> **Study material**:

=== Begin Enclosure ===

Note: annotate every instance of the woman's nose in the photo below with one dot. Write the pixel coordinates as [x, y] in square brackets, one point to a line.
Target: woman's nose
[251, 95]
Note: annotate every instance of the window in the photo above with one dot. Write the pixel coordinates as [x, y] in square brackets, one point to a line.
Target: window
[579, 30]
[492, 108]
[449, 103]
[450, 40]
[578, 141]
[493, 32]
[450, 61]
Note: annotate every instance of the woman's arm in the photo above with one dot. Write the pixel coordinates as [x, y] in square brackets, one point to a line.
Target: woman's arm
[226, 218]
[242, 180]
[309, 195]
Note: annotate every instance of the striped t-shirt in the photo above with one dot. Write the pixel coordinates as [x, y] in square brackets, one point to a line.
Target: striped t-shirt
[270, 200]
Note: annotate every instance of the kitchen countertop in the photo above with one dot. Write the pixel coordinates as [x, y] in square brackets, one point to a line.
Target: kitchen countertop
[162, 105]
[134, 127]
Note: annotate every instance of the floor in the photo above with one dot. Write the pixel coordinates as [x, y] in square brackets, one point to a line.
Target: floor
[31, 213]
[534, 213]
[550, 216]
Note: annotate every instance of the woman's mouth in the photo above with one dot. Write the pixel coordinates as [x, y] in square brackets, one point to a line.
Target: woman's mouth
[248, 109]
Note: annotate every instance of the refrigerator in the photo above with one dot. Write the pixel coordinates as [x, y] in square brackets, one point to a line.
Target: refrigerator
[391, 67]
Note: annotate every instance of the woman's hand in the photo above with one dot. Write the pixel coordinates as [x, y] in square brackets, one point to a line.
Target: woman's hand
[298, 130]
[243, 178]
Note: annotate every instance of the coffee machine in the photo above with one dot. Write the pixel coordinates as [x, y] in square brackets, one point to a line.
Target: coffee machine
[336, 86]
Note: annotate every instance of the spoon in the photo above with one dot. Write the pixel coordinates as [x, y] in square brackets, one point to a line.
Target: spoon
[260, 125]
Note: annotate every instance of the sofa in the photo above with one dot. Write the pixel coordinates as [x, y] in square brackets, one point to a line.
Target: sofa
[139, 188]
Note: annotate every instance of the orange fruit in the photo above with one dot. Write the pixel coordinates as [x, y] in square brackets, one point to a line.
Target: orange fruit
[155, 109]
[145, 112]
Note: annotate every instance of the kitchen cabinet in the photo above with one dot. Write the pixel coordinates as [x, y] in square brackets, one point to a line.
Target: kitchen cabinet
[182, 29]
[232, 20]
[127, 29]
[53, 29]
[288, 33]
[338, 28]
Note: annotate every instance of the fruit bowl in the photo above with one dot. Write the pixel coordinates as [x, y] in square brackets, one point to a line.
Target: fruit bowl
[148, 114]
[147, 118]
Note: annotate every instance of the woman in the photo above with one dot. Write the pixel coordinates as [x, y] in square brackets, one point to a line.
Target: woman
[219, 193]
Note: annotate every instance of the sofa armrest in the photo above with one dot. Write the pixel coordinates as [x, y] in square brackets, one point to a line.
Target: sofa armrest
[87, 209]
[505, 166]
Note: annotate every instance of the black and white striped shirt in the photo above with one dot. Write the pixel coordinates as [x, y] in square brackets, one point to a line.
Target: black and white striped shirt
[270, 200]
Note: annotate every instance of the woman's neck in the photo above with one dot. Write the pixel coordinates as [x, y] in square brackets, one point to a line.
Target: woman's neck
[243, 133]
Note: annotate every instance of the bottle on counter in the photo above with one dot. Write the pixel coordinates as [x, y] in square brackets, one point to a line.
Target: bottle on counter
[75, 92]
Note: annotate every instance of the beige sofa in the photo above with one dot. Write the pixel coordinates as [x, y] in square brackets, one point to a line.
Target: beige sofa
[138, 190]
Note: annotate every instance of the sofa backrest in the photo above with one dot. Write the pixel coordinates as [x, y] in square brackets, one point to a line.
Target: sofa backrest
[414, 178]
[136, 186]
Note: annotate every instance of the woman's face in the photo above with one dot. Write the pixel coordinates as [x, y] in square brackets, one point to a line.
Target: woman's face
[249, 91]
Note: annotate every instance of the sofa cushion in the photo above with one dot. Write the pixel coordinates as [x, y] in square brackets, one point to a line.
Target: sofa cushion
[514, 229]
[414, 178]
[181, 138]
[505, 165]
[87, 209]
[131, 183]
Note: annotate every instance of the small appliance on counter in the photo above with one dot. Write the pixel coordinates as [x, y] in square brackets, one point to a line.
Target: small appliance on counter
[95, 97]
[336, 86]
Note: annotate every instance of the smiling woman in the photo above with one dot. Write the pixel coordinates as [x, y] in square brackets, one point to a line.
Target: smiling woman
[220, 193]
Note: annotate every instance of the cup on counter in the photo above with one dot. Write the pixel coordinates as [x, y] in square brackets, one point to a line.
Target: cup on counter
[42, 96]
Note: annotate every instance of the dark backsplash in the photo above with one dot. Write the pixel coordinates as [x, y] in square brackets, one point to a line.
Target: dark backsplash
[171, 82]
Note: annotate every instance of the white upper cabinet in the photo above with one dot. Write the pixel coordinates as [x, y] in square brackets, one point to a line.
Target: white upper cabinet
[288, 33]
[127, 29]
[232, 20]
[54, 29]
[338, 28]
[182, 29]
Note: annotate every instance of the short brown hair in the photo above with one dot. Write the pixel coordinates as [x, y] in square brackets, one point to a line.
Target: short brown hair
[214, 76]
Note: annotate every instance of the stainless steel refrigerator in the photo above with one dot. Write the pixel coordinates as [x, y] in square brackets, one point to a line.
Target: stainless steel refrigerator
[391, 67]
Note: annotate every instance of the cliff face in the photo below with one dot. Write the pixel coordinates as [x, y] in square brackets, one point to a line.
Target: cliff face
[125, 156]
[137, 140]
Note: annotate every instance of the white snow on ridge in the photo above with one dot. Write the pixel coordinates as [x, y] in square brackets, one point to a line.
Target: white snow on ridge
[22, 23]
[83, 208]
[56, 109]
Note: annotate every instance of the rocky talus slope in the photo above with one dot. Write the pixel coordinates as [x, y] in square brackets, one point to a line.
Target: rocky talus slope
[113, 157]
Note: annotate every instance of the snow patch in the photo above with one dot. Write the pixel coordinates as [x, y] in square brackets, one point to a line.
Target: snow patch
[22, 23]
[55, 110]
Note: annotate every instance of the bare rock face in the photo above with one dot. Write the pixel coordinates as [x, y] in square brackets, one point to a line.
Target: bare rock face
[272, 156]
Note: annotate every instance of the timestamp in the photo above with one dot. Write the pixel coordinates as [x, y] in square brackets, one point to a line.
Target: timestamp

=== End Enclosure ===
=== Begin Enclosure ===

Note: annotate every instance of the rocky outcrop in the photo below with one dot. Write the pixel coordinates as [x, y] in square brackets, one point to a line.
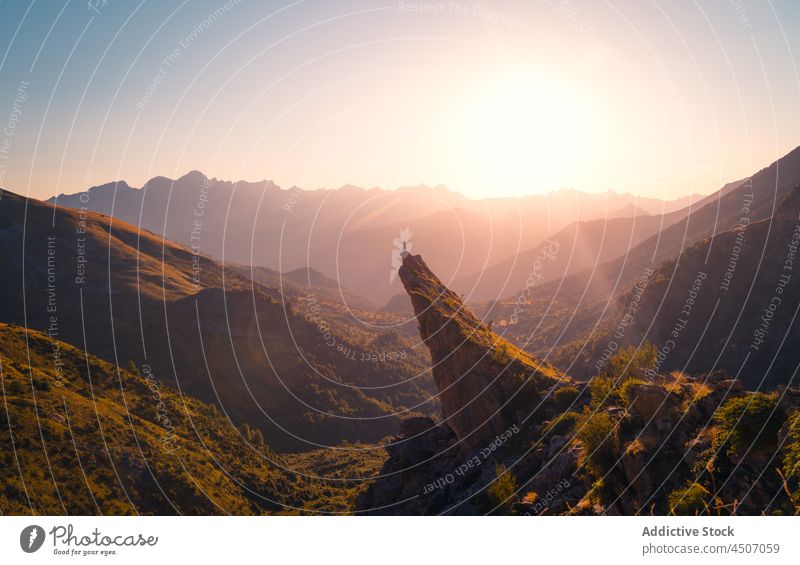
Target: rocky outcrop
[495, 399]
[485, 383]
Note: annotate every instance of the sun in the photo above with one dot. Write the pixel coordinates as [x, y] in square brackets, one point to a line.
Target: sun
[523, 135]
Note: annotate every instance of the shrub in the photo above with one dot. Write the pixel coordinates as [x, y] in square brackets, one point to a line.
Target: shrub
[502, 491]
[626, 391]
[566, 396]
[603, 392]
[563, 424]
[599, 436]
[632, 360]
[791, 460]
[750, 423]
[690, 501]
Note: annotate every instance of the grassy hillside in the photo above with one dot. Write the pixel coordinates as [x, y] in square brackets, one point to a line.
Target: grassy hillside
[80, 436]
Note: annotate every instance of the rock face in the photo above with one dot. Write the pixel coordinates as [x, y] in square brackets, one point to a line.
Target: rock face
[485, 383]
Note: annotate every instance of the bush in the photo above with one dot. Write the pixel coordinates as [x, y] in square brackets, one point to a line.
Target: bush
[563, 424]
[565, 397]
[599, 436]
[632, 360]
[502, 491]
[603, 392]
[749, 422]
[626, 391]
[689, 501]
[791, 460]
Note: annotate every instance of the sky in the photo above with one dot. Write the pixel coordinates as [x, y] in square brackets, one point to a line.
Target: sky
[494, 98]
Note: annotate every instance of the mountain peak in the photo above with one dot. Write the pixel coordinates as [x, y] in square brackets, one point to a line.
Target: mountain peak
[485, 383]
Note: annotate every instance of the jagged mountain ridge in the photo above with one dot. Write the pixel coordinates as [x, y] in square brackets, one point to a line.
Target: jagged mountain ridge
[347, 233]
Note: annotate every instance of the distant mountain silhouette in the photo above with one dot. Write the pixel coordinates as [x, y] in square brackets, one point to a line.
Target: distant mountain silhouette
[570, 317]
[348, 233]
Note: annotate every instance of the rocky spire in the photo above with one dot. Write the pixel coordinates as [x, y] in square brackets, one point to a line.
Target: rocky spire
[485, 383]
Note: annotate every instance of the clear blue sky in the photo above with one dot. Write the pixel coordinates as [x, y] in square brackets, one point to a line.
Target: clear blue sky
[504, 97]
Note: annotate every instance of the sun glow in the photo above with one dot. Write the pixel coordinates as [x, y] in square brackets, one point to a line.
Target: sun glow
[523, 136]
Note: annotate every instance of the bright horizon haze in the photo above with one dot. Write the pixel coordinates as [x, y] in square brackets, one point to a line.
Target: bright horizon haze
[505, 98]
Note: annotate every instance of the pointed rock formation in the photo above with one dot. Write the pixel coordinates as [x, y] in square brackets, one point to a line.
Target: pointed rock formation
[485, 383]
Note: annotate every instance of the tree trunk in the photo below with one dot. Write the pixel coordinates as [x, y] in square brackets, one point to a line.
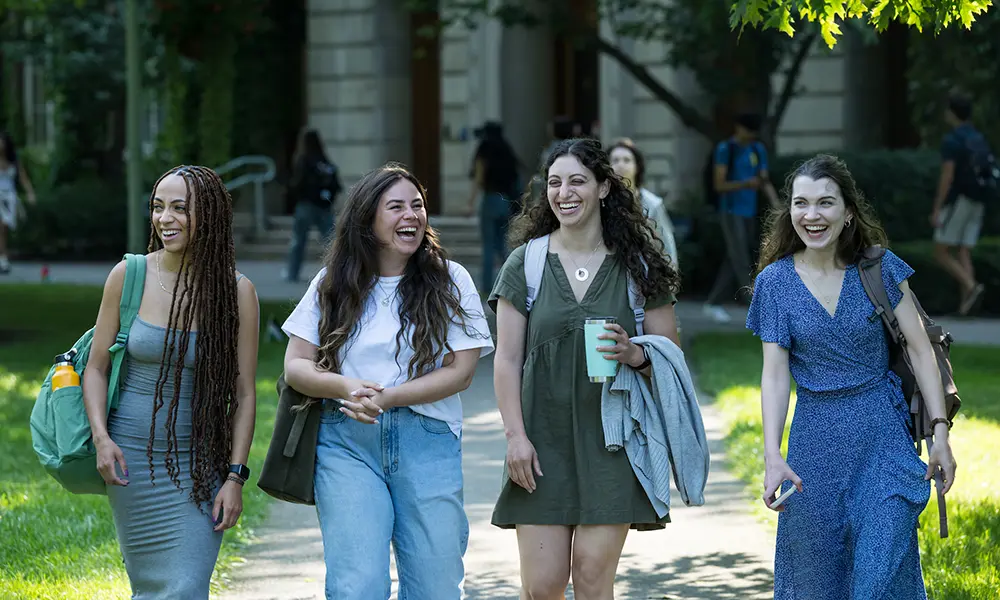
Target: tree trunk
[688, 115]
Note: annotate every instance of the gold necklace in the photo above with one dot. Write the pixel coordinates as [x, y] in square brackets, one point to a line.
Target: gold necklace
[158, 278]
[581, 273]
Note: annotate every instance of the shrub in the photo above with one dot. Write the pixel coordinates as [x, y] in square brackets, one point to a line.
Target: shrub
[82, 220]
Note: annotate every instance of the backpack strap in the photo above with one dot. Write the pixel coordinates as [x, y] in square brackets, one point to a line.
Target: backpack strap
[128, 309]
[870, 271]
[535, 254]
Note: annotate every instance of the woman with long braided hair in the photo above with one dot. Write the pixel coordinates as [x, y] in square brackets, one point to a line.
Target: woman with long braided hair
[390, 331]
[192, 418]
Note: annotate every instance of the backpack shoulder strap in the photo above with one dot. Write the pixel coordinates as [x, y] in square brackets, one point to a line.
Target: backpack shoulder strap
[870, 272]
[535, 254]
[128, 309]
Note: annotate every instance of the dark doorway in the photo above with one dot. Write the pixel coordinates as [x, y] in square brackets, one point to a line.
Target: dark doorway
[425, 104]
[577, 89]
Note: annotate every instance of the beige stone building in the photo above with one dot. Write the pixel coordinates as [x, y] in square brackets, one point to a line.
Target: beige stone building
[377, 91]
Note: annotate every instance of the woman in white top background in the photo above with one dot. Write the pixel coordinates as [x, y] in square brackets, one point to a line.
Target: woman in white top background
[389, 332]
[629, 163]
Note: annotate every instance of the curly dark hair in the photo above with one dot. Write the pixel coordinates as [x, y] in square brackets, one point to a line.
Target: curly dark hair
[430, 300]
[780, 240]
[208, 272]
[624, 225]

=== End Enclosure ===

> **Task objective**: Find every line in the records above that contains the word "timestamp", and copy each one.

> **Answer to the exercise**:
Note: annotate every instance of the timestamp in the photo above with one dot. Write the pixel coordinates as [x, y] in square brackets, one point to a line.
Target: timestamp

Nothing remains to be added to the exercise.